■ Your assignment ■
The response must contain every line from the records below that has "boot".
╔══
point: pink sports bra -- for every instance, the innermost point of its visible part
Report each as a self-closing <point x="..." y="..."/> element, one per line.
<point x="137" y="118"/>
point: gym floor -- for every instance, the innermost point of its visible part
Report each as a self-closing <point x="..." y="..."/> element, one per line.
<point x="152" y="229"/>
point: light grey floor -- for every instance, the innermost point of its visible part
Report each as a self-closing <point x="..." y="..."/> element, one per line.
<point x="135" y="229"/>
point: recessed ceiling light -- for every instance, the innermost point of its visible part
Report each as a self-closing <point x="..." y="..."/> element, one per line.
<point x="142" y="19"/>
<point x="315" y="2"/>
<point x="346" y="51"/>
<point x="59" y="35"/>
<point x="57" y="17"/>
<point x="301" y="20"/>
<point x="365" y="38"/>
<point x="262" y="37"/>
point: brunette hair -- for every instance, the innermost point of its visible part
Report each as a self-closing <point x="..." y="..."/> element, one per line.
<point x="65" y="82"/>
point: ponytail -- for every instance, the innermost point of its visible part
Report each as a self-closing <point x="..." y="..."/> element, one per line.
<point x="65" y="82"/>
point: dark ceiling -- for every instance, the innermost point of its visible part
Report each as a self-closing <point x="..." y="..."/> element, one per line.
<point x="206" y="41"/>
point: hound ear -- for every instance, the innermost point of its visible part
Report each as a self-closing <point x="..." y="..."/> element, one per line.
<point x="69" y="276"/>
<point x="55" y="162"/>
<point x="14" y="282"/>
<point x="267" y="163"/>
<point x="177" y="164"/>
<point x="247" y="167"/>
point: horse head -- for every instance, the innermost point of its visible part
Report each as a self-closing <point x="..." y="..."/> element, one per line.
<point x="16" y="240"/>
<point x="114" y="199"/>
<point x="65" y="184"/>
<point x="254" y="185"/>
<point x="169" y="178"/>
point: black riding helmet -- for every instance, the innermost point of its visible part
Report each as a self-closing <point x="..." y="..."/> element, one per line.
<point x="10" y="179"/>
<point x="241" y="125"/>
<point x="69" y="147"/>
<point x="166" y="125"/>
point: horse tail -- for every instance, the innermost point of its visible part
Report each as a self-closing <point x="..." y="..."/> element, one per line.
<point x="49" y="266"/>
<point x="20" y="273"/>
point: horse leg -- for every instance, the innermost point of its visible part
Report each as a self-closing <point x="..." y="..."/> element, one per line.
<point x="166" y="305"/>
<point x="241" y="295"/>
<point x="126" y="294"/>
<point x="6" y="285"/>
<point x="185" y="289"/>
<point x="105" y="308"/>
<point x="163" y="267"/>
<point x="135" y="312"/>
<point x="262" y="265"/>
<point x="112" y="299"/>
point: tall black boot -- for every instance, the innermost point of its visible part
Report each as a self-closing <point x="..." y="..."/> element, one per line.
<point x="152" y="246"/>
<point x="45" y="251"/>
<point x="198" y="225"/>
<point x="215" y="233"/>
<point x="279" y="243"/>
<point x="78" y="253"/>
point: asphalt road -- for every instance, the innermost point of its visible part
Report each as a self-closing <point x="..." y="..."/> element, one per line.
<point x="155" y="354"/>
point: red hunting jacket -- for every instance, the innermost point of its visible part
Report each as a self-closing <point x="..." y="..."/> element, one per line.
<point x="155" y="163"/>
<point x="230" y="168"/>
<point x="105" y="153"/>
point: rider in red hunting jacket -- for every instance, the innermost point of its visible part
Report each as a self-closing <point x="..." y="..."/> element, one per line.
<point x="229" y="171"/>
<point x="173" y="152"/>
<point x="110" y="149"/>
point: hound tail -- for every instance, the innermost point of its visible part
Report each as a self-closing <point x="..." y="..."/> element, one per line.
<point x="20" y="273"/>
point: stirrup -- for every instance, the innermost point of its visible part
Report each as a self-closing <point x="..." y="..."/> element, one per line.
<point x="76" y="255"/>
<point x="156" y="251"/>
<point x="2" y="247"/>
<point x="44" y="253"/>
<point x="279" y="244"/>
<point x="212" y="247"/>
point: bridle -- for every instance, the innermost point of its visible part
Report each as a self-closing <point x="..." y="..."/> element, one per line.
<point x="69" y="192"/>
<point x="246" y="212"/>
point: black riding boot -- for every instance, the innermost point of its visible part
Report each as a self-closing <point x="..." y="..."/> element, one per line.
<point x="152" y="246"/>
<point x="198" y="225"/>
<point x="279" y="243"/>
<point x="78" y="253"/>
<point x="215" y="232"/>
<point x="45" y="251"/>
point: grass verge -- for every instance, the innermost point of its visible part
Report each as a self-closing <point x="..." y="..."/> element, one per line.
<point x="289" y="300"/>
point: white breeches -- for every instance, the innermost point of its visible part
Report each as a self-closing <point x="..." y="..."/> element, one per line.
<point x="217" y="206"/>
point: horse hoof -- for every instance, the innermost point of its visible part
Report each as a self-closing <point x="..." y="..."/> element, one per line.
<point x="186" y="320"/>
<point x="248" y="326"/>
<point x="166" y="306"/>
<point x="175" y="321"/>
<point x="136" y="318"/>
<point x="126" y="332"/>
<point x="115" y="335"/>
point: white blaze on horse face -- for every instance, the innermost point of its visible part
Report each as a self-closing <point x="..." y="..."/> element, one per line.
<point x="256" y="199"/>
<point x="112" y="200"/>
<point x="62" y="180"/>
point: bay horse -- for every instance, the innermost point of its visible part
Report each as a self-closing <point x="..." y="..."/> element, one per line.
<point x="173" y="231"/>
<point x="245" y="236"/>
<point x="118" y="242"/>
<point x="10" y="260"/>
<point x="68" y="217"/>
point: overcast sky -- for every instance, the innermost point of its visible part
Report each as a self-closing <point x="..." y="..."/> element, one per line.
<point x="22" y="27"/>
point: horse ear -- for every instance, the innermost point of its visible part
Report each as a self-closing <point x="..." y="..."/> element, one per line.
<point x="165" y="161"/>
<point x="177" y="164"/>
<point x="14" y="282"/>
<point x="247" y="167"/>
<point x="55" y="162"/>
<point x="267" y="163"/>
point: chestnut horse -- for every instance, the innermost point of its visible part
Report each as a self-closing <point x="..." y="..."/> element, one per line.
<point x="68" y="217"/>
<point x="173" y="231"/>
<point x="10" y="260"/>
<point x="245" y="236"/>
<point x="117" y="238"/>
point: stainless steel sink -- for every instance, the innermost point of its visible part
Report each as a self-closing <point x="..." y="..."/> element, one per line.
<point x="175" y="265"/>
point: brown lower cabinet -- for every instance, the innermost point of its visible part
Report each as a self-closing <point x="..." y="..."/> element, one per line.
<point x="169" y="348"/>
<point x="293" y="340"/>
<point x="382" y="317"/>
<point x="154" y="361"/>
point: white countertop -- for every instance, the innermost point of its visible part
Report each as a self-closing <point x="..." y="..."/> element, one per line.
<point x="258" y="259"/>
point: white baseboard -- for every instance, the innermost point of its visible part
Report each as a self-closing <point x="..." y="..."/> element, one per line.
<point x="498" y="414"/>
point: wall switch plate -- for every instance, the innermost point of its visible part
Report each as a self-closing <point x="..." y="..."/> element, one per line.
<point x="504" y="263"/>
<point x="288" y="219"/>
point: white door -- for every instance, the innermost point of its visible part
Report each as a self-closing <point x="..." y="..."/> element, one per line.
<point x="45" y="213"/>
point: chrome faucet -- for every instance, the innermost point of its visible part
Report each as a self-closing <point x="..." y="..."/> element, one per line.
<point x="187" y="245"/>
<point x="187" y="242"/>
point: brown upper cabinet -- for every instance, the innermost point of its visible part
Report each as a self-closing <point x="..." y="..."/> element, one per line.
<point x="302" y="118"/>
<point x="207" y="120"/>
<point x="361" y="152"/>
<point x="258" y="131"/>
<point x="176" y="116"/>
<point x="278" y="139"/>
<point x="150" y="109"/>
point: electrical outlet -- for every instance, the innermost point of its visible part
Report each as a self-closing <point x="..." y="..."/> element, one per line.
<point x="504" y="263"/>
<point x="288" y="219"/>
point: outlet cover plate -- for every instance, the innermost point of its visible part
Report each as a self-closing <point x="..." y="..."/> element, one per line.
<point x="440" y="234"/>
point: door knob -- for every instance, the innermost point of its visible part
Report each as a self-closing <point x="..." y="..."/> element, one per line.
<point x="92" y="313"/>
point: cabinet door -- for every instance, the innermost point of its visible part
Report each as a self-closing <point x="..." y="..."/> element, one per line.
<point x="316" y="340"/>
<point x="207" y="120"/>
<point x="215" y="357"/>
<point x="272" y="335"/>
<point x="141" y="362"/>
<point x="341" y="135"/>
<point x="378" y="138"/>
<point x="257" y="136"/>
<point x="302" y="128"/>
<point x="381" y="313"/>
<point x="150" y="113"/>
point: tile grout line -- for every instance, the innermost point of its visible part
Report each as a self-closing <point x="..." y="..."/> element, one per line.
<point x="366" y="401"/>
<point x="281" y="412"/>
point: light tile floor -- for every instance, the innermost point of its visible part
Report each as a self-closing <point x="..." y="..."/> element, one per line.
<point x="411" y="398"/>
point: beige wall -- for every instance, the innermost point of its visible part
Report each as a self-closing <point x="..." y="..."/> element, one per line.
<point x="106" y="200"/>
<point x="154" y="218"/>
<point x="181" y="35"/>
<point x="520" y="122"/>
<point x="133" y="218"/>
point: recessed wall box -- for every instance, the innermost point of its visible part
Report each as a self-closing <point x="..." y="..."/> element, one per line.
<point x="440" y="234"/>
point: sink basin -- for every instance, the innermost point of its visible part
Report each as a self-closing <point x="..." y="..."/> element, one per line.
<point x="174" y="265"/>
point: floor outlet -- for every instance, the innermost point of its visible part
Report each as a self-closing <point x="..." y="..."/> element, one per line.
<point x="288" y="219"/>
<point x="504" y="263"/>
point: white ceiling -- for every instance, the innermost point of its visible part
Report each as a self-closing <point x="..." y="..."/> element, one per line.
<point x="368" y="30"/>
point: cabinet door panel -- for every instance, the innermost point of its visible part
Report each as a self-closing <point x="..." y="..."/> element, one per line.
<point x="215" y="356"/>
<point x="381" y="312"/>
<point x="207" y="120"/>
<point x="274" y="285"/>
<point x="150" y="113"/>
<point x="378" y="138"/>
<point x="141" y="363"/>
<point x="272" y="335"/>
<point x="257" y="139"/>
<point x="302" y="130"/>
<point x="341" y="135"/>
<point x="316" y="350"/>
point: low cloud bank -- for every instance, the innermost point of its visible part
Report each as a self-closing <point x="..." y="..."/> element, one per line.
╚══
╔══
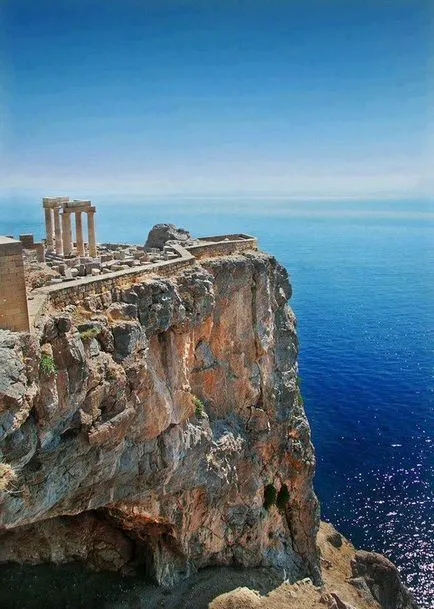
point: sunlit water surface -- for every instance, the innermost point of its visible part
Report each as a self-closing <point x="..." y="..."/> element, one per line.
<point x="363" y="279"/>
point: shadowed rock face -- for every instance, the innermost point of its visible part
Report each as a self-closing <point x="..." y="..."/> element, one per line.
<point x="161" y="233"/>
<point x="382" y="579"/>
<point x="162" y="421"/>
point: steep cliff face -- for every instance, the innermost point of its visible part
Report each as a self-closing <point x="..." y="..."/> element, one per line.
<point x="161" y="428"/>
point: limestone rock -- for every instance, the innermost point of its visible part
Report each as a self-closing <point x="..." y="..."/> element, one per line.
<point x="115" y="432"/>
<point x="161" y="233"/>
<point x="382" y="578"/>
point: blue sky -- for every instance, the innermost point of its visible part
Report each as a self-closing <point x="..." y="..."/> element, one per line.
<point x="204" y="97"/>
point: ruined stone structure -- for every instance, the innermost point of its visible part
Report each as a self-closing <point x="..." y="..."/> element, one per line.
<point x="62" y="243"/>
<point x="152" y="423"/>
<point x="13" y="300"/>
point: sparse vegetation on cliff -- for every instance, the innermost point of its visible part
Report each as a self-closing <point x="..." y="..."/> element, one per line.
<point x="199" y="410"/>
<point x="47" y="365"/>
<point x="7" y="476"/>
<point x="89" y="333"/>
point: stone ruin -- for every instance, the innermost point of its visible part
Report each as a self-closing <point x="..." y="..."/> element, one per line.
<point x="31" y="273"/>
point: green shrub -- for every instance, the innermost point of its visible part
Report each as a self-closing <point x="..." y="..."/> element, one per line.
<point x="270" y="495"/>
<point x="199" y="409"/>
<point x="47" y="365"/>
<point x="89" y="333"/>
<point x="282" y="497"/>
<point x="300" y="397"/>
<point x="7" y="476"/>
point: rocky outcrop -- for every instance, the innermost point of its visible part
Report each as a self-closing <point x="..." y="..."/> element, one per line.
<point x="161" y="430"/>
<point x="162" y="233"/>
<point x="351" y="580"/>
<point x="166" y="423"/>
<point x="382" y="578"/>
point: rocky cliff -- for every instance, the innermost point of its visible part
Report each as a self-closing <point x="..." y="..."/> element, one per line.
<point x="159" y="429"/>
╚══
╔══
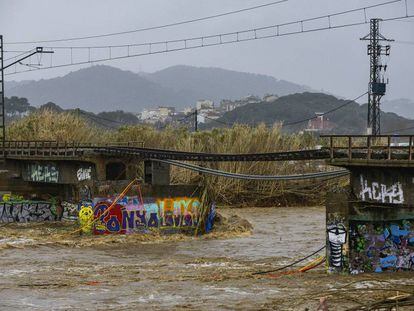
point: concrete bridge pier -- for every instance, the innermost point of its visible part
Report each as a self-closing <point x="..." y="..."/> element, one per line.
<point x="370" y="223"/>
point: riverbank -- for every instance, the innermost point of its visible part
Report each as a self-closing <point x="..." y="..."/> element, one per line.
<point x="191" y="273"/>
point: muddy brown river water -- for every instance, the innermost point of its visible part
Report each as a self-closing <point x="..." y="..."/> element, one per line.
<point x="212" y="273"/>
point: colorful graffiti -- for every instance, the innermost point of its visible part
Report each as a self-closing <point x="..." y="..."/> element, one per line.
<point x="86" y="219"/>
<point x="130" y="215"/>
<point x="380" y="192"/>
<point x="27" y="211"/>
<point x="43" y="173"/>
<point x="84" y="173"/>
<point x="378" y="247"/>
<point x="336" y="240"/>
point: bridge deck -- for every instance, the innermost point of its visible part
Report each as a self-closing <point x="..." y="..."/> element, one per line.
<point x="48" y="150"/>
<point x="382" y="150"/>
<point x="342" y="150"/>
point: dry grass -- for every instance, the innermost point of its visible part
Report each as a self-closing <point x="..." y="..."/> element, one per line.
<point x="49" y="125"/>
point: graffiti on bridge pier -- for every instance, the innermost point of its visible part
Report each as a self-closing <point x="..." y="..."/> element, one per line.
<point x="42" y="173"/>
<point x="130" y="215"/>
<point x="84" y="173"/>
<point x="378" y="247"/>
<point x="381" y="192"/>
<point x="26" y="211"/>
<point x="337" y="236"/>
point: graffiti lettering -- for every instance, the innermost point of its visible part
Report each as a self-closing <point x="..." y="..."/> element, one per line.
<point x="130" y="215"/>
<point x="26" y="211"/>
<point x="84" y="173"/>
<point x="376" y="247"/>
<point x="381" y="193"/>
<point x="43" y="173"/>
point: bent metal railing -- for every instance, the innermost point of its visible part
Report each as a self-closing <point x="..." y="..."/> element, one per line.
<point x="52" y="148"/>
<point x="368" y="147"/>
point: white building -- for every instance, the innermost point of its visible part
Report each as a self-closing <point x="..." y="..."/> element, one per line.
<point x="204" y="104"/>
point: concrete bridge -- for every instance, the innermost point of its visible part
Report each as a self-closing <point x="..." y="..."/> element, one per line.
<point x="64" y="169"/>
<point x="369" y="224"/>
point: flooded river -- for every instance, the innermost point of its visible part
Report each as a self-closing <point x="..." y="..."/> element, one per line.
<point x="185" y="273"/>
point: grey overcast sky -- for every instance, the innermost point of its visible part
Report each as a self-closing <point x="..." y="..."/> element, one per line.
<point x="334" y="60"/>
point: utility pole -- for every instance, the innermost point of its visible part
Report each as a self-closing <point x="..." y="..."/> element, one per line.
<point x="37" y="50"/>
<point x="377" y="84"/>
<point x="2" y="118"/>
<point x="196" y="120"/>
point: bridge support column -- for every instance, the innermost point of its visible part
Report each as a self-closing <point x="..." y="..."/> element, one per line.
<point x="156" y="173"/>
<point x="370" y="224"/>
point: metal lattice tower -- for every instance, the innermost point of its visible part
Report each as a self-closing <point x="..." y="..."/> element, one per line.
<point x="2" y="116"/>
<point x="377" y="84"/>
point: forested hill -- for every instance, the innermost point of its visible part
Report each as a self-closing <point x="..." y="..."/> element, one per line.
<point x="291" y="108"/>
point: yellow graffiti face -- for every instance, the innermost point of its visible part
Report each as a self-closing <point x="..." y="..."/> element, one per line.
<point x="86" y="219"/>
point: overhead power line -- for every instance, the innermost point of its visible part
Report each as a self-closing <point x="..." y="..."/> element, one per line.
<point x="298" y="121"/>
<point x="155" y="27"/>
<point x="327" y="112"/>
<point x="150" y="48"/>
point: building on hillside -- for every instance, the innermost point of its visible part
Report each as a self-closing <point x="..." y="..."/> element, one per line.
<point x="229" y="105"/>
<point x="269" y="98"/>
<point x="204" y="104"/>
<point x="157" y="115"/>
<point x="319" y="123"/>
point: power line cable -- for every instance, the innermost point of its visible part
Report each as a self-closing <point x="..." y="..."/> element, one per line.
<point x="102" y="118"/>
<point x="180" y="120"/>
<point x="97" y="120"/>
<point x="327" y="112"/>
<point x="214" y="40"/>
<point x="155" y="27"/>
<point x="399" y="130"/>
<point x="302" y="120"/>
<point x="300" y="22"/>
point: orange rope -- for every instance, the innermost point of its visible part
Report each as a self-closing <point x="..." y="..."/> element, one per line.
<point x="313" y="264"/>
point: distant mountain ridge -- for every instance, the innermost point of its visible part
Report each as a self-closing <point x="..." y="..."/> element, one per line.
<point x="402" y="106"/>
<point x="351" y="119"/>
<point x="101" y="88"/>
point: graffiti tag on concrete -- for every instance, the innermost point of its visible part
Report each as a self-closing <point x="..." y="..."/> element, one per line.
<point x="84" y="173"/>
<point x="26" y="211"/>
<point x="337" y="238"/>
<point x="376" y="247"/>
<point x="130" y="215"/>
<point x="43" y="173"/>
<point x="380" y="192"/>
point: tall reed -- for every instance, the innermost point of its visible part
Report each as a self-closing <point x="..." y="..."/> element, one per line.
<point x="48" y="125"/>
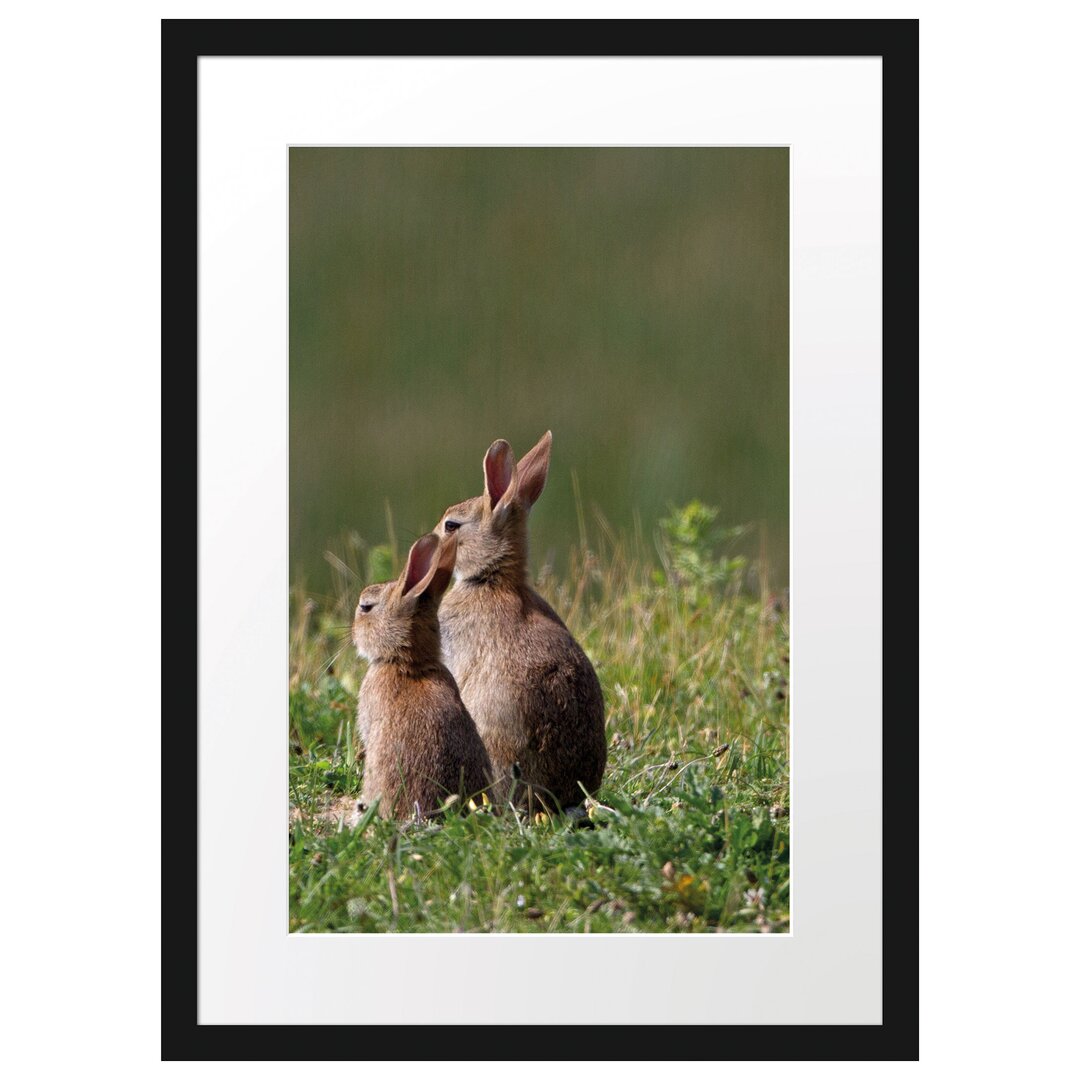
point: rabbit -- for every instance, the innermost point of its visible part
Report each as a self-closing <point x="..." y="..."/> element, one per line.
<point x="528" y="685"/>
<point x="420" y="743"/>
╚══
■ Output ■
point: tall black boot -- for every instance, the innermost point of its visible part
point: black riding boot -- for every instance, the innermost point of its visible part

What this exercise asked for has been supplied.